Convert the portion of the listing below that begins at the line containing "Target: suit lapel" and stops after the line containing "[(64, 107), (69, 73), (61, 51), (33, 64), (34, 106)]" into a JSON list of strings, one string per line, with blank lines omitted. Include only those lines.
>>>>>
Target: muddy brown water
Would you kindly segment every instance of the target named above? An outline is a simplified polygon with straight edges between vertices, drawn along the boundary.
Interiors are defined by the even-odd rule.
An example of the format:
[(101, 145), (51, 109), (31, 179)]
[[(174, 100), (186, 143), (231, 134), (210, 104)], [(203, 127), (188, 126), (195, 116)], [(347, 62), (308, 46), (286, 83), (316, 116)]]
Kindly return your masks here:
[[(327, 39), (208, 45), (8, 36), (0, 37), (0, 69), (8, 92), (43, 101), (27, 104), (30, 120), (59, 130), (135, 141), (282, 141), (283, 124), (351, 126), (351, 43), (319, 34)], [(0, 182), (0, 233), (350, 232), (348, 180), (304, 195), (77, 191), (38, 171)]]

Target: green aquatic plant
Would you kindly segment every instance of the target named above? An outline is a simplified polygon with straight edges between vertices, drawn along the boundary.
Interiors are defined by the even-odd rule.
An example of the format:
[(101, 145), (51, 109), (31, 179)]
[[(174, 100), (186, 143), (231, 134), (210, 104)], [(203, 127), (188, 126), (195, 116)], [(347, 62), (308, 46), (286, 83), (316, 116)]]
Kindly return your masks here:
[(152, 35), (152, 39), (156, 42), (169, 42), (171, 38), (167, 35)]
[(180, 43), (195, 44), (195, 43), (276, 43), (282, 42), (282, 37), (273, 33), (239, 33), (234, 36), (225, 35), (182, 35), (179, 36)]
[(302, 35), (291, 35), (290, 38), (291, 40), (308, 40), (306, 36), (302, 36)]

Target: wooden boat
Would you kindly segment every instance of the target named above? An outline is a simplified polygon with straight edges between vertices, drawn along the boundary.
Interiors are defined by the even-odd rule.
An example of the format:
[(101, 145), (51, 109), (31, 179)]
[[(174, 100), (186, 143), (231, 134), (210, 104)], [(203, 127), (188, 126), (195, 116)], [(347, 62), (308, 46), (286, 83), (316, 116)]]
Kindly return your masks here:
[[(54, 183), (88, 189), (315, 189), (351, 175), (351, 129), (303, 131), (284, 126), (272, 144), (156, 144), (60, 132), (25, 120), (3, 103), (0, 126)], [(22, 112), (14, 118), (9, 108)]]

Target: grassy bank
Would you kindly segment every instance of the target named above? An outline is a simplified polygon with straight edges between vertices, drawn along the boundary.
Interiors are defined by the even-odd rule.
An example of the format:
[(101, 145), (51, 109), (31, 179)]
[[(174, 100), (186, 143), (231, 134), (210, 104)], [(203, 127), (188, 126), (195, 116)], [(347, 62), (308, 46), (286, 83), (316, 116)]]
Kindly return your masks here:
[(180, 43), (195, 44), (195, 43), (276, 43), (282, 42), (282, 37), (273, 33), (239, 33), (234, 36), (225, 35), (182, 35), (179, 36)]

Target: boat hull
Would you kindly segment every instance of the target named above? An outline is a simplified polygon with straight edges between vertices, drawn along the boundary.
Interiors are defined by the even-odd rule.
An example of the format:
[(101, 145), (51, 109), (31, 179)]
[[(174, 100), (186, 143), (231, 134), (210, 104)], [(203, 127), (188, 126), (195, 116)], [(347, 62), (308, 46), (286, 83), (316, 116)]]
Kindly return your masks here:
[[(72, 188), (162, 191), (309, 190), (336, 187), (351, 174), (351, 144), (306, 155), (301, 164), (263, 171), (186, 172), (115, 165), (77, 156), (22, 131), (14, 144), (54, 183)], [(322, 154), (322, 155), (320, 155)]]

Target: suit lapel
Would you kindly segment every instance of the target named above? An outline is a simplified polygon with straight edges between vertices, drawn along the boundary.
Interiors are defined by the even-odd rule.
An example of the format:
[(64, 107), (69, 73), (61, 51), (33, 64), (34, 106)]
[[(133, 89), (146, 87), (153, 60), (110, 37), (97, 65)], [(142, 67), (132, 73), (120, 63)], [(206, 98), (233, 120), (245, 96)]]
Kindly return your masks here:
<<<<<
Task result:
[
  "Target: suit lapel",
  "Would you kindly segment every instance of the target named above? An outline is a simplified polygon with straight edges between vertices, drawn along the boundary.",
  "Interiors are defined by the even-odd rule.",
  "An example of the format:",
  "[(64, 107), (69, 73), (61, 51), (33, 64), (34, 106)]"
]